(SOURCE DOCUMENT Opens)

From humble beginnings to the top of the tree FC Platinum

NEAR misses, heartaches, tears, triumph and jubilation — it has been quite a journey, for FC Platinum, a 25-year-old adventure of mixed fortunes.

While the journey of a thousand miles, in the Chinese proverb, starts with a single step, FC Platinum’s voyage began with an idea.

A simple idea to kill boredom, among Mimosa Mining Company employees residing at the mine, in Zvishavane.

And, on Saturday July 1, 1995, that idea became Mimosa Football Club, a social football club.

A kick-about, to steam off after a long week’s toil, was what the workers sought.

They had little or no idea at all that years later, their team would be a force to reckon with, not only in Zimbabwe, but in Africa.

Typical of most ideas, few can fathom their actual potential when they’re born.

Is there a force on earth that can stop an idea whose time has come?

One French poet and novelist of the Romantic movement once opined that, “One resists the invasion of armies, but one does not resist the invasion of ideas”.

Another idea was mooted.

The team got promoted into Division Two, where it played for two years before being promoted into Division One, Zimbabwe’s second-tier football league.

(SOURCE DOCUMENT Closes)
(RECORD EXCERPTS Opens)

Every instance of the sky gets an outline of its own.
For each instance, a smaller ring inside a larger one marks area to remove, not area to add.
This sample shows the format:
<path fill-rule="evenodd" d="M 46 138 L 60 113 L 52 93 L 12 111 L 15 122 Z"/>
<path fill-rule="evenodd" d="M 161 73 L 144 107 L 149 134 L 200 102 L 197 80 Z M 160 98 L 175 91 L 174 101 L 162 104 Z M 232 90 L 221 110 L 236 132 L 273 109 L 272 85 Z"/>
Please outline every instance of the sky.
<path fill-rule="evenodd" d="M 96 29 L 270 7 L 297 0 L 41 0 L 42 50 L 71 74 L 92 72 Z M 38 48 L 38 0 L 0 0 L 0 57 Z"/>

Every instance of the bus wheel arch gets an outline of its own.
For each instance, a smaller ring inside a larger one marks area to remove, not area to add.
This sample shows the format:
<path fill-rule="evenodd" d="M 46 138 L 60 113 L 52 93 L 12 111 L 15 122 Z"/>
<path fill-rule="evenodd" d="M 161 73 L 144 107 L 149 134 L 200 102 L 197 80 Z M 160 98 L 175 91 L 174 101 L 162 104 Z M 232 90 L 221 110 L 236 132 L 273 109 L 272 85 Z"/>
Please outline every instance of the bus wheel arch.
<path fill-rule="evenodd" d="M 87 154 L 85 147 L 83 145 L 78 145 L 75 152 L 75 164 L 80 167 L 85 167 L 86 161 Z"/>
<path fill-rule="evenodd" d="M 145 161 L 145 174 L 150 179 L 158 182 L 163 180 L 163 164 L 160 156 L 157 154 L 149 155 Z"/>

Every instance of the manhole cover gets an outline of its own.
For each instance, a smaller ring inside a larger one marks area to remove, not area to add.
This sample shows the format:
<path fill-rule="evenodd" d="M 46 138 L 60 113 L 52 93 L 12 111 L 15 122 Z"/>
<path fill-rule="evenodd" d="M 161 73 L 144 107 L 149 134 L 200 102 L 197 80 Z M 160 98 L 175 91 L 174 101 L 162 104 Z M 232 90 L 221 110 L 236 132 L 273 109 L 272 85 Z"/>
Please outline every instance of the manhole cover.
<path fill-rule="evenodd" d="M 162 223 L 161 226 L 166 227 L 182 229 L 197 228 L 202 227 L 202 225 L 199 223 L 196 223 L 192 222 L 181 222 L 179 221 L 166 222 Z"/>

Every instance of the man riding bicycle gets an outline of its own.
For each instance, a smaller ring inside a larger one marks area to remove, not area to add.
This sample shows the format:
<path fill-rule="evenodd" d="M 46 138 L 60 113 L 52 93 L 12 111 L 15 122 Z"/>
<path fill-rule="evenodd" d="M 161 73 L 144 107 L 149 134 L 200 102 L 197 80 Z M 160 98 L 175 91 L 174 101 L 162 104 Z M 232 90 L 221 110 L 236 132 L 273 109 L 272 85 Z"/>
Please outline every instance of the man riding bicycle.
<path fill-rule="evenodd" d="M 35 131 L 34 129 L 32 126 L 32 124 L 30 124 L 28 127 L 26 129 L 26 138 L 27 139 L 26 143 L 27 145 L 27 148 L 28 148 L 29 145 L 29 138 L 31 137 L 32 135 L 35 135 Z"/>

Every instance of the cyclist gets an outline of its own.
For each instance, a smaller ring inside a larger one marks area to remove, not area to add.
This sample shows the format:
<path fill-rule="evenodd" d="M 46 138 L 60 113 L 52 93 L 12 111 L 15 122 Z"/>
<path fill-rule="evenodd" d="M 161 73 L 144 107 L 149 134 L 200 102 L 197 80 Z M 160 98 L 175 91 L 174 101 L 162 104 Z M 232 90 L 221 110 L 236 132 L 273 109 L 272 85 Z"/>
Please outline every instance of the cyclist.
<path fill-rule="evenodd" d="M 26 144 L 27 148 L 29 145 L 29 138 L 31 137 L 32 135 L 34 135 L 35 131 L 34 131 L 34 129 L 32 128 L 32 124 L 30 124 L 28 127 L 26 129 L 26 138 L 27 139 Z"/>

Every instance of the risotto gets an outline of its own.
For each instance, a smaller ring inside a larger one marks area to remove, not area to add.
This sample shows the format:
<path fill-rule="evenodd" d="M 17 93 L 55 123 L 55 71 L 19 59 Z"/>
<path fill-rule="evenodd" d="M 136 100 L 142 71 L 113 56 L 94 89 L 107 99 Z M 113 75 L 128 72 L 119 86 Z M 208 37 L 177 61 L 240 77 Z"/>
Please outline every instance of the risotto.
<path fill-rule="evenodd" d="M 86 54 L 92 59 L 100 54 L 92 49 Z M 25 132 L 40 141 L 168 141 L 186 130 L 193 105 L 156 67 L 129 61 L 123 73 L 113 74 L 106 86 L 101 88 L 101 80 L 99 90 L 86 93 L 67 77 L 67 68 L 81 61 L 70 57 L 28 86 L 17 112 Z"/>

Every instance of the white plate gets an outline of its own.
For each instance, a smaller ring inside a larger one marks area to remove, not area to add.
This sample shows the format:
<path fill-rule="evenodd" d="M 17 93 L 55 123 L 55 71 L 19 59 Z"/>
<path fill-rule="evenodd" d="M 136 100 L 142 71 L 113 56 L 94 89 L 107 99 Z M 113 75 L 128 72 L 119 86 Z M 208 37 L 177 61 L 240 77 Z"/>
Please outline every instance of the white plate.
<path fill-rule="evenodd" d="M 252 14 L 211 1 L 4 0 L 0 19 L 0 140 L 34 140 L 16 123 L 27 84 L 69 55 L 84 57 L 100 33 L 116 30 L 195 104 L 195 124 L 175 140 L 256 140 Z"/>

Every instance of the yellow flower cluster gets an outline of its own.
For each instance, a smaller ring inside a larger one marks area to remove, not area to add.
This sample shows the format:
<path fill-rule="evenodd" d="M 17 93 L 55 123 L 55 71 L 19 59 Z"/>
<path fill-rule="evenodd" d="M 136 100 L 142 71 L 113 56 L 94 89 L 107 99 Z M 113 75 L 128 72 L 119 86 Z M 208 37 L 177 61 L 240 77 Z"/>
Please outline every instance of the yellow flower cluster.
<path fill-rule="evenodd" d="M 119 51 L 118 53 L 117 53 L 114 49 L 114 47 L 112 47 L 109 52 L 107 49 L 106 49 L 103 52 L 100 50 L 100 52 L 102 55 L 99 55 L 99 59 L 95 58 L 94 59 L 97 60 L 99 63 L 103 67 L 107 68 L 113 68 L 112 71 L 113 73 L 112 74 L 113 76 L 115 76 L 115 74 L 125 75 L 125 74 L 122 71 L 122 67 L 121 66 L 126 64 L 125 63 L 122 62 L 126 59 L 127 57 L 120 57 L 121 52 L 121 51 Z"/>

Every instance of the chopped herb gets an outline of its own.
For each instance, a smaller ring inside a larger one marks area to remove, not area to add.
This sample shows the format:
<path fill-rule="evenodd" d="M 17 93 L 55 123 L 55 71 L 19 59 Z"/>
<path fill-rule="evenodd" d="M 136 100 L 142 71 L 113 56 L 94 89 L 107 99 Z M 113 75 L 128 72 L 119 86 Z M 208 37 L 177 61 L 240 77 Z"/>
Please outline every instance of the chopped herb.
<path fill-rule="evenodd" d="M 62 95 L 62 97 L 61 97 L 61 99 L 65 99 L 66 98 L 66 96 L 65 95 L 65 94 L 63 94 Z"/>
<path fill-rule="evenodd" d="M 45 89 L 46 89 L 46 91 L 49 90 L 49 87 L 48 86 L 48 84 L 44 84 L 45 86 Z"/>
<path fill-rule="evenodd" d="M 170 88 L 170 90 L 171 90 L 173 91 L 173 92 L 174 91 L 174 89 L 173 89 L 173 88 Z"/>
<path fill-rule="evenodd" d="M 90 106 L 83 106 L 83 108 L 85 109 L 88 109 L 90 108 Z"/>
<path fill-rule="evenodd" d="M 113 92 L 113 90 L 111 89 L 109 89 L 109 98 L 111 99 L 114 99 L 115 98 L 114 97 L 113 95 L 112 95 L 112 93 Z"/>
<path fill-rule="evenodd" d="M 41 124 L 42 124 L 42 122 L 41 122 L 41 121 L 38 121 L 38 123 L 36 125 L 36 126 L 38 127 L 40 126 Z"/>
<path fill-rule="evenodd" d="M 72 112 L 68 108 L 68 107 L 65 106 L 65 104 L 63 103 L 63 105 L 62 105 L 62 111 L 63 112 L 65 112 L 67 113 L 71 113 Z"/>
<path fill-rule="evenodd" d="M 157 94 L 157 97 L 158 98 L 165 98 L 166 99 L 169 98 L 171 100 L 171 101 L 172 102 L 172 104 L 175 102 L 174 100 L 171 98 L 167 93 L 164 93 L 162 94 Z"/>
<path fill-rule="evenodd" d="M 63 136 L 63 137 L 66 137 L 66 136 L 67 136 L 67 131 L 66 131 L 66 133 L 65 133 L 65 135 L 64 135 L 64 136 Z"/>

(RECORD EXCERPTS Closes)

In the article about FC Platinum above, on what date did the workers' idea become Mimosa Football Club?

Saturday July 1, 1995.